## BRIEF:
Find every line in the material below that contains the string "bucket", and copy each of those lines.

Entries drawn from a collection

** BEGIN **

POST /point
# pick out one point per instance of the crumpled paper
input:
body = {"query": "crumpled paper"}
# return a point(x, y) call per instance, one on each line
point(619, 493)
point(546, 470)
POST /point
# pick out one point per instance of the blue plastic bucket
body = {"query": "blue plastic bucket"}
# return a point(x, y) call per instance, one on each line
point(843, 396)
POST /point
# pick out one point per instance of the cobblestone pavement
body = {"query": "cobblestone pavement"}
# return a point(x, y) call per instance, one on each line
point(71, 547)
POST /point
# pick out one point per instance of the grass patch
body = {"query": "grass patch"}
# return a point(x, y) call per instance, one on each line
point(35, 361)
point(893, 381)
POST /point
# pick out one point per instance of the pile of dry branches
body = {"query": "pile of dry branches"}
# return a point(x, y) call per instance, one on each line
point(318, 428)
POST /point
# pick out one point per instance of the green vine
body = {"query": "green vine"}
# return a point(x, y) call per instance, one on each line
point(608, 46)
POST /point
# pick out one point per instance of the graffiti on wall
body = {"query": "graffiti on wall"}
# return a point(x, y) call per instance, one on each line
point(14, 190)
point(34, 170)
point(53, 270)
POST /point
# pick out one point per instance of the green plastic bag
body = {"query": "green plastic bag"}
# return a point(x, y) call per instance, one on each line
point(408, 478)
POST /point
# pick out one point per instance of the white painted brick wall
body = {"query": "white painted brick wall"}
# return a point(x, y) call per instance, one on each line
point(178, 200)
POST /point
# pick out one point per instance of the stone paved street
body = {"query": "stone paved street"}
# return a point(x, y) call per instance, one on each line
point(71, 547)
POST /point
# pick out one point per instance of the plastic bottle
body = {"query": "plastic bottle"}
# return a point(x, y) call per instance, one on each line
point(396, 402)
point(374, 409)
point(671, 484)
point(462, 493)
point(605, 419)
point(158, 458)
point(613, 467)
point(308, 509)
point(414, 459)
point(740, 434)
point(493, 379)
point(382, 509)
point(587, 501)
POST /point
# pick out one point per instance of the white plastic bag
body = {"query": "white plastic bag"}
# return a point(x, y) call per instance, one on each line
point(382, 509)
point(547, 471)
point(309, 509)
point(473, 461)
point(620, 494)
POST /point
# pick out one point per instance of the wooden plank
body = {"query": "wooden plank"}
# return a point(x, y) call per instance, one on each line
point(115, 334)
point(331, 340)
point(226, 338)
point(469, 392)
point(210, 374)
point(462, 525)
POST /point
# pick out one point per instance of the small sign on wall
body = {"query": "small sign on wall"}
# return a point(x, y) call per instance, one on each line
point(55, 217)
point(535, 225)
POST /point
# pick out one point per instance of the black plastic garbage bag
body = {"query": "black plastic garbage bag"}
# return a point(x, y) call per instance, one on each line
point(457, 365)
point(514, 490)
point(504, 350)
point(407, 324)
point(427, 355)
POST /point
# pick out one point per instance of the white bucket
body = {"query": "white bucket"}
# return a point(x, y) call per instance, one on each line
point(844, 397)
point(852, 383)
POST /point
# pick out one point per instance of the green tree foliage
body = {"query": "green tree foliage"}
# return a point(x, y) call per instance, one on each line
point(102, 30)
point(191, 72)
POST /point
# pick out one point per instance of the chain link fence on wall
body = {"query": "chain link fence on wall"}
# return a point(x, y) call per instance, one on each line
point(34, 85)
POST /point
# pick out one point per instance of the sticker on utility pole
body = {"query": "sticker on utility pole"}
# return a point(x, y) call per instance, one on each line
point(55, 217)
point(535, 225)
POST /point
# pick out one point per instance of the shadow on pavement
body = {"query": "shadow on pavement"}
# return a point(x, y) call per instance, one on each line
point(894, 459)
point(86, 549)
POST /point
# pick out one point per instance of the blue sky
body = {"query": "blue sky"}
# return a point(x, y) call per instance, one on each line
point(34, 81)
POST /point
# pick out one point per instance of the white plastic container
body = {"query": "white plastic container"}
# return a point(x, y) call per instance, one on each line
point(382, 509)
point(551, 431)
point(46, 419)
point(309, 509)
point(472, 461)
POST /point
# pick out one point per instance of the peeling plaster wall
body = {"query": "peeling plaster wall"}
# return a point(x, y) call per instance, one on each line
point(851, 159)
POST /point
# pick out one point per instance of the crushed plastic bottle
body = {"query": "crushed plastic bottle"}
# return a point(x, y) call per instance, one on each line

** END **

## WORKED ANSWER:
# pick out one point per instance of the blue plastic bucket
body = {"query": "blue plastic bucket"}
# pick out one point per instance of the white bucket
body = {"query": "white bucket"}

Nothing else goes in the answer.